● MATERIAL PROVIDED:
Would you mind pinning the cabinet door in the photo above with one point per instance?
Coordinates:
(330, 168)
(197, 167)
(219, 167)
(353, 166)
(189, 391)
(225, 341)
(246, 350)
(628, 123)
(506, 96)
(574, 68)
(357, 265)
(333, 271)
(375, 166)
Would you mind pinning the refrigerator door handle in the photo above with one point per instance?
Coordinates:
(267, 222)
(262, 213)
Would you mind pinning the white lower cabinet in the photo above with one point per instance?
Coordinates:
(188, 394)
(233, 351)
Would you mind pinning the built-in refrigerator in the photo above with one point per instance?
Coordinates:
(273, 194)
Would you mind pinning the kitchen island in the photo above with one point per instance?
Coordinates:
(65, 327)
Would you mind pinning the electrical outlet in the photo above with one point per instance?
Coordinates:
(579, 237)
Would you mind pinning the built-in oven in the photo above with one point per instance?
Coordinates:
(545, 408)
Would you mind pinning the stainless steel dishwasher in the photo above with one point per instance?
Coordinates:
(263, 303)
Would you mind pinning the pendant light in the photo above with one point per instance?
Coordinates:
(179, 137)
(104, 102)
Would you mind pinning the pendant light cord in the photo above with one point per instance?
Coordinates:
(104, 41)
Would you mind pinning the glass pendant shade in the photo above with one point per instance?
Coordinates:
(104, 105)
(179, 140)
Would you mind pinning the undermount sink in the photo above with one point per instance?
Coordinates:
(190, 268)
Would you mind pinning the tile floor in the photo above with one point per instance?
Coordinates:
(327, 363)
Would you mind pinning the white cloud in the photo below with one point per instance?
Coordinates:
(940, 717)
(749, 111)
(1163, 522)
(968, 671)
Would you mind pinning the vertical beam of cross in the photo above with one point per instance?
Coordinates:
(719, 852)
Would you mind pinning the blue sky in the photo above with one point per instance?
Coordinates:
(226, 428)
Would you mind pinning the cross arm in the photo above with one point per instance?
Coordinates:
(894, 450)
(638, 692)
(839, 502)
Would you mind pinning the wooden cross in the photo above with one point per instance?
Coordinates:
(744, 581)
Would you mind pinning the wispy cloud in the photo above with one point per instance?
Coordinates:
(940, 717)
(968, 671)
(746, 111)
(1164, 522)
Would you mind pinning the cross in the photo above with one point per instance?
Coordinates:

● TASK DESCRIPTION: Retype the material in full, character for character.

● OUTPUT BELOW:
Would you mind pinning the cabinet door in the photo above with one point per instance?
Coordinates:
(330, 168)
(197, 167)
(219, 167)
(353, 166)
(189, 391)
(225, 341)
(246, 350)
(628, 123)
(506, 96)
(574, 68)
(357, 265)
(333, 271)
(375, 166)
Would you mind pinning the refrigerator door handle in the photo above with one point per instance?
Coordinates:
(267, 222)
(262, 213)
Would you mind pinning the white lower cabinet in the photo above with one point per instance?
Coordinates:
(188, 394)
(233, 351)
Would you mind pinning the built-in refrigerator in the photo above with one point per instance?
Coordinates:
(273, 194)
Would you mind pinning the kitchen island in the photo above with one point per instance?
Coordinates:
(65, 327)
Would you mind pinning the electrical outlet in the photo above with one point per instance?
Coordinates:
(579, 237)
Would you mind pinning the built-in oven in the photo above with one point per instance?
Coordinates:
(545, 408)
Would you mind pinning the stainless steel dishwasher in the photo above with one point per instance?
Coordinates:
(263, 303)
Would you mind pinning the pendant light in the photo above with one point per instance?
Coordinates:
(179, 137)
(104, 102)
Would you mind pinning the pendant light cord in the photo above with one point per instance?
Coordinates:
(104, 41)
Would you mind pinning the glass pendant shade in the photo above with one point per instance?
Coordinates:
(104, 105)
(179, 140)
Would you mind pinning the undermount sink in the photo above with one point per instance?
Coordinates:
(190, 268)
Would you mind pinning the tile floor in the photo above with one point per instance?
Coordinates:
(327, 363)
Would you mind pinning the white cloud in the photo below with one point per instance?
Coordinates:
(940, 717)
(749, 111)
(1163, 522)
(968, 671)
Would you mind pinning the vertical beam of cross in the photo above with one point per instance?
Coordinates:
(719, 852)
Would you mind pinning the blue sky in the photo above with one point per instance?
Coordinates:
(226, 428)
Would you mind pinning the cross arm in the photo above with one point per instance?
Coordinates:
(894, 450)
(638, 692)
(839, 502)
Would you mind pinning the wooden cross in the photo above with one point per instance?
Coordinates:
(744, 581)
Would you mind pinning the wispy cloud in the photo above with one point per instance?
Coordinates:
(940, 717)
(968, 671)
(746, 111)
(1164, 522)
Would you mind pinning the cross in the photo above with one point per instance?
Coordinates:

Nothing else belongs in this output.